→ Problem statement
Could you rewrite the items below, swapping "you see" for "in the image" each time and leaving everything else unchanged?

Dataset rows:
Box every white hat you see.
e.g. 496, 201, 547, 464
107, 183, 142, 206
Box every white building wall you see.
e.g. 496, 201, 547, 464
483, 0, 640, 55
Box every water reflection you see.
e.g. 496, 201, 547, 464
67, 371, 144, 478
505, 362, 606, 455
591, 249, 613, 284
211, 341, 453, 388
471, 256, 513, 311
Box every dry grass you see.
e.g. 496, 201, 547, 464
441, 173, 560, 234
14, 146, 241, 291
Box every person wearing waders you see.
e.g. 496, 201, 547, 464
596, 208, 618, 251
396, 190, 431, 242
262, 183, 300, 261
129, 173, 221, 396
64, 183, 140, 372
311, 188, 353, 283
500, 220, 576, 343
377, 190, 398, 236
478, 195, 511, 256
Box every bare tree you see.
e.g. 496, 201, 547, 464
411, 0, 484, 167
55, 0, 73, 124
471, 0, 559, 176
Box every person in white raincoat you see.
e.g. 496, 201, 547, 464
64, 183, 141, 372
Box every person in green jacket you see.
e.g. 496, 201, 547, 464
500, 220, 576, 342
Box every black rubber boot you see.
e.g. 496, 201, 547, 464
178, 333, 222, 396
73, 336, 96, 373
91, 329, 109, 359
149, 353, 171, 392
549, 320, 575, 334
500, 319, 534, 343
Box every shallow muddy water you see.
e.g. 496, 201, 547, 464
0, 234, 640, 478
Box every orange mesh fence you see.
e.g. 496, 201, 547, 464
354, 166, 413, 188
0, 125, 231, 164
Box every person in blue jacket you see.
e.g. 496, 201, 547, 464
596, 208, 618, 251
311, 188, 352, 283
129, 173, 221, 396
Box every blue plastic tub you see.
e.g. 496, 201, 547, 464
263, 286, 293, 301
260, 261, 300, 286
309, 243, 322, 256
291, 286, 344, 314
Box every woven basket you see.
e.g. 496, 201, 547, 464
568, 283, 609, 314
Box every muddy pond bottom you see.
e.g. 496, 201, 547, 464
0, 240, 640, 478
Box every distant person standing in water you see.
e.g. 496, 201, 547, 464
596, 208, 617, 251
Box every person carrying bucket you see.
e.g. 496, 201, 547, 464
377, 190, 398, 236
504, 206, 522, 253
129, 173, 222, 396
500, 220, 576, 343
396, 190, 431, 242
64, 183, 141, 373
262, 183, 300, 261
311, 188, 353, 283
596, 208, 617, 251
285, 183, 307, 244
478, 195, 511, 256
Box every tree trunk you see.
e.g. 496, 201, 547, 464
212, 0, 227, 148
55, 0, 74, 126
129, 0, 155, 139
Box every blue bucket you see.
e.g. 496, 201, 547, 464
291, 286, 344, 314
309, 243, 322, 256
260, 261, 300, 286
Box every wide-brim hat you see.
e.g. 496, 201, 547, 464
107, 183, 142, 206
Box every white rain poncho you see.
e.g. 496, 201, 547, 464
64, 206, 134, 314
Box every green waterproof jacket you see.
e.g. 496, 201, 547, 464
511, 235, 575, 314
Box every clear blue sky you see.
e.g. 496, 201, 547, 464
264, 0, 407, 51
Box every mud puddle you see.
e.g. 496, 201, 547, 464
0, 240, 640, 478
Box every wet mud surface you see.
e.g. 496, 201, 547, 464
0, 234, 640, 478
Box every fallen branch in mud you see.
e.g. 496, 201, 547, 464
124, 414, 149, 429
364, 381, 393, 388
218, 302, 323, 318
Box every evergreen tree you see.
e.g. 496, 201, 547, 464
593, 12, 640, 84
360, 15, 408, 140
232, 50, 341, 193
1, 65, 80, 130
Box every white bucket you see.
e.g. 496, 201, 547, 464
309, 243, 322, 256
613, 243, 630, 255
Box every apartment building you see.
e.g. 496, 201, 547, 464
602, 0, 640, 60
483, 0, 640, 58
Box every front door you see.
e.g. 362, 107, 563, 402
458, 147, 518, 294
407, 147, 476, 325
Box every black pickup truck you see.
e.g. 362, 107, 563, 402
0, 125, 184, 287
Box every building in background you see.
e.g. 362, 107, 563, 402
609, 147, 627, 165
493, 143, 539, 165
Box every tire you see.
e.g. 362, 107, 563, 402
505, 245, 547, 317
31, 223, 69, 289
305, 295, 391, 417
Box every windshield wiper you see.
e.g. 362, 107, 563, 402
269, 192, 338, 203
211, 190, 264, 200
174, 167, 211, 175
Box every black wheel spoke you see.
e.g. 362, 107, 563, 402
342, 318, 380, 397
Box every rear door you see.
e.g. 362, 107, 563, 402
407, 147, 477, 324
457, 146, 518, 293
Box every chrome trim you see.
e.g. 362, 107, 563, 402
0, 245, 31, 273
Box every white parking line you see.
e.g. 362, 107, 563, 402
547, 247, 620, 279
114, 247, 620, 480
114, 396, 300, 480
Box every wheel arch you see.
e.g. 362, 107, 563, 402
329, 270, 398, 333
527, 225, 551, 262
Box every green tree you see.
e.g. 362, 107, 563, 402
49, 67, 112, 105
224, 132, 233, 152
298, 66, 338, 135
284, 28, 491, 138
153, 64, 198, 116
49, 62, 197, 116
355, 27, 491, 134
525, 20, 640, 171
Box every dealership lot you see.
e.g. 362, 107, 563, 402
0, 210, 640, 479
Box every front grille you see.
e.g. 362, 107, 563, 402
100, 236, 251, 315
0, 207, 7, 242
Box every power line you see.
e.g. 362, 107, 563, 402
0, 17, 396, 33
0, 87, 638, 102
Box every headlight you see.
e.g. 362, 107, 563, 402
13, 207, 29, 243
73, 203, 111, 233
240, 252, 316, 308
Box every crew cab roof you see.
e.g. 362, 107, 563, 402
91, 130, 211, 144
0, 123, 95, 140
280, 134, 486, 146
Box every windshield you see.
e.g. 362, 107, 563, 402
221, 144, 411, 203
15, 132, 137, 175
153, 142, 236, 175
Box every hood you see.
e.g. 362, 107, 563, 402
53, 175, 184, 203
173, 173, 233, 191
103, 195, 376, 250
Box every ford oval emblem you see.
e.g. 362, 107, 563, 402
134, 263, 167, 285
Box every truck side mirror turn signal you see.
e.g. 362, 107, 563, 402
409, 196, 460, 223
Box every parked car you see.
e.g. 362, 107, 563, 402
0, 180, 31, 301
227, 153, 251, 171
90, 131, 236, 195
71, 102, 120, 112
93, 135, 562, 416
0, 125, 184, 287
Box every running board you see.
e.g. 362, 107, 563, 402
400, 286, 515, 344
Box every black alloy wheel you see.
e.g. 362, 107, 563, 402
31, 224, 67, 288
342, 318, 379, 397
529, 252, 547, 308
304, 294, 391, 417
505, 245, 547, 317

→ Complete answer
Box every white hat in the image.
e.g. 496, 201, 547, 464
107, 183, 142, 206
Box every white building wall in the image.
e.g. 496, 201, 547, 464
483, 0, 640, 55
Box every water reflection in the image.
e.g. 496, 201, 547, 464
67, 371, 144, 478
505, 362, 606, 455
591, 249, 613, 284
211, 341, 453, 388
471, 256, 513, 311
Box every dry grass in the image.
e.g. 496, 201, 547, 464
441, 173, 560, 234
14, 146, 241, 291
Box every person wearing waders in the image.
e.g. 496, 201, 547, 464
596, 208, 618, 251
396, 190, 431, 242
262, 183, 300, 261
129, 173, 221, 396
64, 183, 140, 372
311, 188, 353, 283
500, 220, 576, 343
377, 190, 398, 236
478, 195, 511, 256
Box every bare tree in the image.
e.g. 496, 201, 547, 464
411, 0, 484, 167
55, 0, 73, 124
471, 0, 559, 176
Box every person in white raincoat in the image.
e.g. 496, 201, 547, 464
64, 183, 141, 372
Box every person in green jacket in the image.
e.g. 496, 201, 547, 464
500, 220, 576, 342
Box every black rubber boot in the image.
e.g. 496, 201, 547, 464
178, 333, 222, 396
73, 336, 96, 373
91, 329, 109, 359
149, 353, 171, 392
549, 320, 575, 334
500, 319, 534, 343
Box every shallow muddy water in the image.
e.g. 496, 201, 547, 464
0, 234, 640, 478
Box every orange mesh fence in the image.
e.g. 496, 201, 547, 464
354, 166, 413, 188
0, 125, 231, 164
Box every person in blue jacket in the image.
e.g. 496, 201, 547, 464
596, 208, 618, 251
311, 188, 352, 283
129, 173, 221, 396
Box every blue plastic tub in the image.
e.g. 496, 201, 547, 464
263, 286, 293, 301
260, 261, 300, 286
309, 243, 322, 256
291, 286, 344, 314
Box every woven basket in the image.
e.g. 496, 201, 547, 464
568, 283, 609, 314
Box every muddy pond bottom in the image.
e.g. 496, 201, 547, 464
0, 240, 640, 478
Box every distant person standing in water in the image.
e.g. 496, 201, 547, 464
596, 208, 617, 251
Box every person carrying bucket in the image.
e.g. 496, 201, 547, 464
377, 190, 398, 236
504, 206, 522, 253
129, 173, 222, 396
500, 220, 576, 343
396, 190, 431, 242
64, 183, 141, 373
262, 183, 300, 261
311, 188, 353, 283
596, 208, 617, 251
285, 183, 307, 244
478, 195, 511, 256
Box every tree trunk in the image.
e.g. 496, 201, 547, 464
212, 0, 227, 148
55, 0, 74, 126
129, 0, 155, 139
Box every blue bucket in the image.
e.g. 496, 201, 547, 464
291, 286, 344, 314
309, 243, 322, 256
260, 261, 300, 286
Box every wide-brim hat in the image.
e.g. 496, 201, 547, 464
107, 183, 142, 206
Box every white rain poncho in the image.
e.g. 496, 201, 547, 464
64, 206, 134, 314
Box every green waterproof jacket in the image.
e.g. 496, 201, 547, 464
511, 235, 575, 314
Box every clear blue sky in the image.
e.g. 496, 201, 547, 464
264, 0, 407, 51
Box every mud puddle in the image.
e.g. 496, 201, 547, 464
0, 240, 640, 478
Box every wet mud surface in the image.
e.g. 496, 201, 547, 464
0, 234, 640, 478
Box every fallen branch in mud in the image.
e.g. 496, 201, 547, 464
124, 414, 149, 429
364, 381, 393, 388
218, 302, 323, 318
Box every evergreen tree in the image.
e.g. 496, 201, 547, 464
593, 12, 640, 84
360, 15, 408, 140
232, 50, 341, 193
1, 65, 80, 130
Box every white bucket in the image.
e.g. 496, 201, 547, 464
309, 243, 322, 256
613, 243, 630, 255
Box every apartment building in the image.
e.g. 496, 201, 547, 464
602, 0, 640, 60
483, 0, 640, 58
Box every front door in the image.
e.g. 362, 107, 563, 402
458, 147, 518, 294
407, 147, 476, 325
Box every black pickup truck in the image.
e.g. 362, 107, 563, 402
0, 125, 184, 287
Box every building in background in the image.
e.g. 362, 107, 563, 402
609, 147, 627, 165
493, 143, 539, 165
Box every tire in the image.
e.g. 362, 107, 563, 402
505, 245, 547, 317
31, 223, 69, 289
305, 295, 391, 417
Box every windshield wiper in the image.
e.g. 362, 107, 563, 402
269, 192, 338, 203
211, 190, 264, 200
174, 167, 211, 175
Box every black wheel spoke in the image.
e.g. 362, 107, 563, 402
342, 318, 380, 397
Box every rear door in the image.
e.g. 362, 107, 563, 402
407, 147, 477, 324
457, 146, 518, 293
Box every chrome trim in the image.
e.g. 362, 107, 563, 402
0, 245, 31, 273
Box every white parking line in the image.
e.g. 362, 107, 563, 402
547, 247, 620, 279
114, 247, 620, 480
114, 396, 300, 480
Box every wheel arch in the image.
e.g. 362, 107, 563, 402
329, 270, 398, 333
527, 225, 551, 262
Box every green tree in the image.
e.g. 362, 107, 563, 402
49, 67, 112, 105
224, 132, 233, 152
298, 66, 338, 135
284, 28, 491, 138
153, 64, 198, 116
49, 62, 197, 116
355, 27, 491, 134
525, 20, 640, 171
Box every dealership lot in the image.
e.g. 362, 107, 563, 402
0, 210, 640, 479
Box every front grille in the image.
e.g. 362, 107, 563, 402
100, 236, 251, 315
0, 207, 7, 242
Box every power line in the image.
e.g. 362, 107, 563, 402
0, 17, 396, 33
0, 87, 638, 102
Box every headlight in the image.
e.g. 362, 107, 563, 402
13, 207, 29, 243
73, 203, 111, 233
240, 252, 316, 308
Box every crew cab roof in the image.
e.g. 362, 107, 563, 402
91, 130, 211, 144
0, 123, 95, 140
280, 134, 486, 146
Box every windshield in the image.
e.g. 362, 107, 563, 402
221, 144, 411, 203
15, 132, 137, 175
153, 142, 236, 175
Box every hood in the image.
e.g. 362, 107, 563, 402
53, 175, 184, 203
173, 173, 233, 191
103, 195, 376, 250
Box every ford oval emblem in the image.
e.g. 362, 107, 563, 402
134, 263, 167, 285
Box every truck side mirror turn signal in the image.
e.g. 362, 107, 563, 402
409, 196, 460, 223
Box every parked car in the image.
e.g. 362, 107, 563, 402
0, 180, 31, 301
227, 153, 251, 171
90, 131, 236, 195
71, 102, 120, 112
93, 135, 562, 416
0, 125, 184, 287
Box every running board in the image.
e.g. 362, 107, 563, 402
400, 286, 515, 344
Box every black alloy wheel in the image.
e.g. 362, 107, 563, 402
31, 224, 67, 288
342, 318, 379, 397
529, 252, 547, 308
304, 294, 391, 417
505, 245, 547, 317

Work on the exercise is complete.